▸ Exercise aim
Starting with the row that contains "Annotation task — tag each instance of the pink" and continuing through the last row, arrange only those rows as a Markdown table with the columns Number and Text. Give each row its number and leave out any blank lines.
— begin Data shown —
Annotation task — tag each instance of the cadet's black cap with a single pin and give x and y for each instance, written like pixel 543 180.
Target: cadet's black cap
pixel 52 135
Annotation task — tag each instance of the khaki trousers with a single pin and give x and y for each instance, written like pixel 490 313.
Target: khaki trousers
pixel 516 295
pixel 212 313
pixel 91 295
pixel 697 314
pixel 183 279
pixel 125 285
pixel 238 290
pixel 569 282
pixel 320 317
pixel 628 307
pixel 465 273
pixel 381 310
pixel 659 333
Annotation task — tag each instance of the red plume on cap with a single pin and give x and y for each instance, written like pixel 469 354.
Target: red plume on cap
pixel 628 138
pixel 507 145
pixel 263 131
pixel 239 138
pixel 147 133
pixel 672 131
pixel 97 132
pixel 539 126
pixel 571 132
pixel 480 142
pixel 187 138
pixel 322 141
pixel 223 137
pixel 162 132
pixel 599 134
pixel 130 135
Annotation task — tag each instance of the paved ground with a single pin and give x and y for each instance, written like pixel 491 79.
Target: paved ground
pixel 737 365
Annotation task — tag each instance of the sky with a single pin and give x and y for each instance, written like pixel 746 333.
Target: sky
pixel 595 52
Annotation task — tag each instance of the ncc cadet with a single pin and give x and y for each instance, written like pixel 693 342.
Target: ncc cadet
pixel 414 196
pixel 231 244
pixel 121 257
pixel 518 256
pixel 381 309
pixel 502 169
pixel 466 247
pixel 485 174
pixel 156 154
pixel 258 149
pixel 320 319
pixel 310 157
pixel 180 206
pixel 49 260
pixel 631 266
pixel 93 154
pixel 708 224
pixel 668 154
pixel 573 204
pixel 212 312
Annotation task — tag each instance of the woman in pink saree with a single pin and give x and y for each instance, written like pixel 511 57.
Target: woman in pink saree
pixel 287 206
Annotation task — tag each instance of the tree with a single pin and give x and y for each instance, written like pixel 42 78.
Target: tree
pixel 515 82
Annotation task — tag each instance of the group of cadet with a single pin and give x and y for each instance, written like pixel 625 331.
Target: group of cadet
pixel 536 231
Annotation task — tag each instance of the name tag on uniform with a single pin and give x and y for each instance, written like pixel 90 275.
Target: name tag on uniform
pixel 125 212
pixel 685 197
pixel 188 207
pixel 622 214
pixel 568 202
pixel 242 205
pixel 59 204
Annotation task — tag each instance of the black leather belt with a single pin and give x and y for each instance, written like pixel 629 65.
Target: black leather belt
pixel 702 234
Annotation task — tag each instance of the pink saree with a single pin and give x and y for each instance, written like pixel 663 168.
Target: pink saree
— end Data shown —
▸ Task solution
| Number | Text |
|---|---|
| 1 | Annotation task — tag each instance of the pink saree with a single pin and give x and y for each instance, written like pixel 663 168. |
| 2 | Target: pink saree |